Petikan Teks ▸
Sabtu, 27 September 2008

Mudik Ceritanya

Menangis, menjerit, bersedih, oh tidaaak. Begitulah perasaan yang menghiasi setiap muslim yang merasa beriman di dunia ini tatkala Ramadhan nan mulia nan berkah yang penuh ampunan akan meninggalkan kita dan tak terasa kita sudah berada dihari-hari terakhirnya. Menangis, menjerit, bersedih ketika diri ini dan diri Muslim lainnya berpikir akankah Ramadhan selanjutnya kita akan bertemu dengannya lagi, bisakah kita beribadah dengan sungguh-sungguh walaupun hari ini bukan Ramadhan? Hari-hari terakhir Ramadhan hari dimana kaum Muslim ramai berlomba-lomba mencari dan mengharap sebuah malam yang istimewa yang penuh kedamaian yaitu Lailatul Qadar. Namun, di satu sisi hari-hari terakhir Ramadhan, sebagian Muslim lainnya sedang sibuk2nya mencari, berkeliling ke setiap pasar, mall, swalayan dsb. untuk berbelanja membeli kebutuhan-kebutuhan pokok yang katanya untuk dipakai, dirasakan dan dinikmati ketika hari kemenangan tiba pada hari raya Idul Fitri.

Data Tercatat ▸
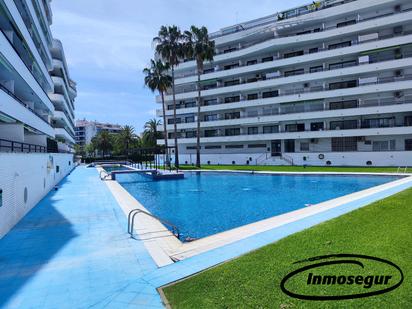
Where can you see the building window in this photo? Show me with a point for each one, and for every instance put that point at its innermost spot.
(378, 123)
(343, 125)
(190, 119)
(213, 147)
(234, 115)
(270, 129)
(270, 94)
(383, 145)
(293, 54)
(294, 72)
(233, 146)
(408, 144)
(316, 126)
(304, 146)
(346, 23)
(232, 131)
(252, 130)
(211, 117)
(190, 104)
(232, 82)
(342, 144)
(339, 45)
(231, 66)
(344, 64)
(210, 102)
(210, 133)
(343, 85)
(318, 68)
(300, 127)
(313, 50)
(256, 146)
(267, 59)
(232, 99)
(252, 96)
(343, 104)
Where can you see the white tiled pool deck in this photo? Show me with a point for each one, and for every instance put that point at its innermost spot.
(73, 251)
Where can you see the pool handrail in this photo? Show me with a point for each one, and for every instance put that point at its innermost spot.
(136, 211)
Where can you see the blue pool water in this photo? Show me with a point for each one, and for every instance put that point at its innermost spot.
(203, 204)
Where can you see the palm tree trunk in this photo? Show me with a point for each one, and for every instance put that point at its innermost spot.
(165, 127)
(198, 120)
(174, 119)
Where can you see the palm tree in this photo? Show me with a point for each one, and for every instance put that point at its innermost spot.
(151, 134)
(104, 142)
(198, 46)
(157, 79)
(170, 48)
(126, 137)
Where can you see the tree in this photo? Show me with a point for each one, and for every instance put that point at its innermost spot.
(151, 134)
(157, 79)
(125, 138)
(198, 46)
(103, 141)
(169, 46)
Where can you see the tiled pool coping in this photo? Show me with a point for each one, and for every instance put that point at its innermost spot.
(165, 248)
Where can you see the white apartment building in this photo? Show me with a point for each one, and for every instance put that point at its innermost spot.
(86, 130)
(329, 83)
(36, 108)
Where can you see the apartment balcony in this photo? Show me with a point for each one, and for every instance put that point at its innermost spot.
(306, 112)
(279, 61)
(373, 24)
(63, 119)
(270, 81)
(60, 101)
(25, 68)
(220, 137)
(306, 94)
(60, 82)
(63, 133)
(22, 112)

Soal yang Diberikan ▸
Teruskan tulisan tentang hari-hari terakhir Ramadhan di atas, dimulai setelah kalimat terakhirnya.

Hasil Pengerjaan Soal ▸
H-7, H-6, H-5, H-4, H-3, H-2, H-1, H, H+1, H+2, H+3, H+4, H+5, H+6, H+7… istilah itu pula yang sering menghiasi telinga kita dan mata kita ketika Ramadhan akan berakhir dan telah berakhir di berita-berita baik cetak maupun elektronik. Namun apa maksudnya? deretan H yang tak pernah lepas jika lebaran akan tiba, dimana sebagian kaum Muslim Indonesia biasa melakukan rutinitasnya yaitu pulang kampung alias mudik. Sebuah rutinitas yang katanya hanya terjadi di negara kita saja, walaupun rutinitas tersebut ada di negara lain namun tak sebesar dan tak seramai di negara kita. Ya begitulah mudik, mudik yang dilakukan orang-orang yang mengadu nasib dan bekerja di kota sudah saatnya mereka kembali ke kampong halamannya walaupun hanya setahun sekali. Darat, laut, udara apapun bisa ditempuh agar orang-orang bisa melakukan mudik namun tergantung sikon keuangan dan ke moodan mereka.

Mudik ceritanya… ya begitulah saya menyebutnya ketika di rutinitas kerja saya resmi libur, saya mulai berbenah membawa perlengkapan-perlengkapan termasuk pakaian yang berada di mess untuk dibawa pulang ke kampung halaman. Walaupun kata orang-orang jarak kampung saya dengan kota tempat saya bekerja terbilang dekat namun sudah berbeda propinsi, boleh dong saya katakan mudik.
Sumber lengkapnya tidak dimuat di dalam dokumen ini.